Assignment => In the entries below, find the line with "matches [(123, 419)]" and print exactly every line from there up to and including the line with "matches [(384, 432)]", with no other lines.

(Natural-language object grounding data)

········

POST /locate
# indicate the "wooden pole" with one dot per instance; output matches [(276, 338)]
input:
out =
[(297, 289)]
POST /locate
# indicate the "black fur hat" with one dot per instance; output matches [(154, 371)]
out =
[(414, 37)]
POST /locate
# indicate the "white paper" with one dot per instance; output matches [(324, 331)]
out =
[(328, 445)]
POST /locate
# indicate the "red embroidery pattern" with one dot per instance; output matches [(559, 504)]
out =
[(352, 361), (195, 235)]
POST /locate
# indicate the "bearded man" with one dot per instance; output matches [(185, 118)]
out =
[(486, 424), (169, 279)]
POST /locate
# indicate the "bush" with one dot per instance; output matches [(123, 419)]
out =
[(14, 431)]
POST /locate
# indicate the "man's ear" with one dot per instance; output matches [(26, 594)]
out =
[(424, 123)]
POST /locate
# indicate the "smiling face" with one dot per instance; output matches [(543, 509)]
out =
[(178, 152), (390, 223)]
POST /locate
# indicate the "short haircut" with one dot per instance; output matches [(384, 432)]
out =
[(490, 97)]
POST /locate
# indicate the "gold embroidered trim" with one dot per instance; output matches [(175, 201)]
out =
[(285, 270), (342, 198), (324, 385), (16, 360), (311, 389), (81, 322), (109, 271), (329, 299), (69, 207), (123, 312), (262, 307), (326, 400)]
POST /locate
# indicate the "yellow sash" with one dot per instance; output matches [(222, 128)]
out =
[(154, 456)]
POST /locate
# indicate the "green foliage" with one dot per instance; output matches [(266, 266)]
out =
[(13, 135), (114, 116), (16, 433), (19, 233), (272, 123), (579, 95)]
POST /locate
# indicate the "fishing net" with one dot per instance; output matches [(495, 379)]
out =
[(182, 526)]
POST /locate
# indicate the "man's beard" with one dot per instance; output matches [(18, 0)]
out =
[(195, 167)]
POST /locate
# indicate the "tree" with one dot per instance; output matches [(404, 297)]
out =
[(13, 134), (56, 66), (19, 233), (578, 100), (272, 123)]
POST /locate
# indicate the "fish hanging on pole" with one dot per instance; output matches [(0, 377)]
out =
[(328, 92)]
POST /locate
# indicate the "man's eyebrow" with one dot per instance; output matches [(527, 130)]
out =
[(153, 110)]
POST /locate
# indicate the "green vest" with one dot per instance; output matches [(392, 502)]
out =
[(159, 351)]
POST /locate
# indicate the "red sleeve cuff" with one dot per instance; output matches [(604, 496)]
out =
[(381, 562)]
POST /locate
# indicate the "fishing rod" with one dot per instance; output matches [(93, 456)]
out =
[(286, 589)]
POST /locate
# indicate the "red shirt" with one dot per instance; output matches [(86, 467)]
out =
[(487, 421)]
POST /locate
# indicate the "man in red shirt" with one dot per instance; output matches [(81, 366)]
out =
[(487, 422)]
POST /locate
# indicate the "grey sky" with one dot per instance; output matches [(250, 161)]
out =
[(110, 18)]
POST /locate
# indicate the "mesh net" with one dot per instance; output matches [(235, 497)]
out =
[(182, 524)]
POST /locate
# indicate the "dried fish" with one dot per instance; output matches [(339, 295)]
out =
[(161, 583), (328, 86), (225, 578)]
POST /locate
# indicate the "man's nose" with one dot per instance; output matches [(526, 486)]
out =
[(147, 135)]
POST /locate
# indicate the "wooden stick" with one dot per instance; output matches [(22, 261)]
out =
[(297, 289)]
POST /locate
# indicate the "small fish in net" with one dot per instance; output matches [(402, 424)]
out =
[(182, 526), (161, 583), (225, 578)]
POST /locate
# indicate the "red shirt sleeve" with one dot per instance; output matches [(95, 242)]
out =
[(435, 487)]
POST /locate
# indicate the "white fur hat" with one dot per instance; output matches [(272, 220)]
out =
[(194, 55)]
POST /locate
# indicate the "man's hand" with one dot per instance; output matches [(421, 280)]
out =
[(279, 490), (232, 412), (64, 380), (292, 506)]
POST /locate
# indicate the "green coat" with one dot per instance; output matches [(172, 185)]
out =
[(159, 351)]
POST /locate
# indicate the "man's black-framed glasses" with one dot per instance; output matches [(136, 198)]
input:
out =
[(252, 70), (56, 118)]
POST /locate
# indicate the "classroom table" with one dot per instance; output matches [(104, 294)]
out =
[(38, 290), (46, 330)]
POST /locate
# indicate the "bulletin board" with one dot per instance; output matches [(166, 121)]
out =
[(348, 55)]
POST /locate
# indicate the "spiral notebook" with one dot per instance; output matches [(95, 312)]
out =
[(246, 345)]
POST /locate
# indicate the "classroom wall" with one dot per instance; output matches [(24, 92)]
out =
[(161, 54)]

········

Exercise result =>
# indicate the "bush" with one dot per instance; output matches [(123, 419)]
out =
[(14, 431)]
POST /locate
# indicate the "man's ear" with one dot per instance; output matches [(26, 594)]
out =
[(424, 123)]
POST /locate
# indicate the "smiling face" with one dot per instance; output matches [(543, 509)]
out =
[(178, 152), (390, 223)]
POST /locate
# indicate the "short haircut" with one dot per instance; output matches [(384, 432)]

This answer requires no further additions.